START EXCERPTED PASSAGE

Prove that $\forall P$, $Q \in \mathbb{B}.$ $(P \Rightarrow Q) \Leftrightarrow(\neg P \vee Q)$ without using truth table
The grader says that my proof below is wrong: “To prove an iff statement, you should prove from two directions instead of cases. In this question, you need to prove $(P \Rightarrow Q) \Rightarrow (\neg P \vee Q)$ AND $(\neg P \vee Q) \Rightarrow (P \Rightarrow Q).$” I don't think that the grader is right about my approach. Is my proof correct or wrong?
To prove that $(P \Rightarrow Q)$ and $(\neg P \vee Q)$ are equivalent, we first consider the ways for the equivalence to fail; there are two such cases:
Case 1. Suppose that $(P \Rightarrow Q)$ is true and $(\neg P \vee Q)$ is false.
In this case, since $(\neg P \vee Q)$ is false, $Q$ and $\neg P$ must all be false, which means that $P$ is true. So, $P$ is true and $Q$ is false, which means that $(P \Rightarrow Q)$ is false, which contradicts our statement. So Case 1 is impossible.
Case 2. Suppose that $(P \Rightarrow Q)$ is false and $(\neg P \vee Q)$ is true.
In this case, since $(P \Rightarrow Q)$ is false, we know that $P$ is true and $Q$ is false. So, $\neg P$ is false. Since both $\neg P$ and $Q$ are false, $(\neg P \vee Q)$ is false, which contradicts our statement. Thus, Case 2 is also impossible.
Since the only two cases for the equivalence to be false are impossible, we conclude that for all $P$, $Q \in \mathbb{B}.$ $(P \Rightarrow Q) \Leftrightarrow(\neg P \vee Q).$

END EXCERPTED PASSAGE

-- GOALS --
a - Print the stretch of the implication proof post from "To prove that" through "Q)$ is false.".
b - Answer these about the implication proof post:
(i) According to the grader, what should an iff statement be proved from instead of cases?
(ii) In Case 1, what truth value does the writer conclude P has?
(iii) What word does the writer use to describe each case after reaching a contradiction?

START MATERIAL PROVIDED

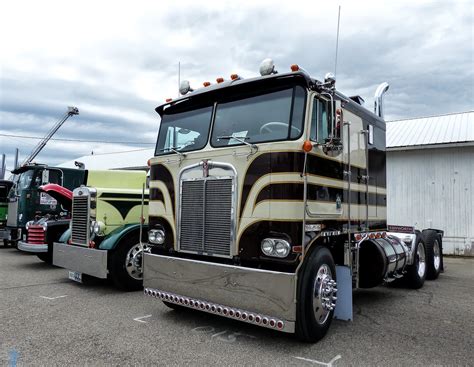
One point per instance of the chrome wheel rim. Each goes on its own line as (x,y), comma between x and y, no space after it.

END MATERIAL PROVIDED

-- RESPONSES IN ORDER --
a -
To prove that $(P \Rightarrow Q)$ and $(\neg P \vee Q)$ are equivalent, we first consider the ways for the equivalence to fail; there are two such cases:
Case 1. Suppose that $(P \Rightarrow Q)$ is true and $(\neg P \vee Q)$ is false.

b -
(i) Two directions.
(ii) True.
(iii) Impossible.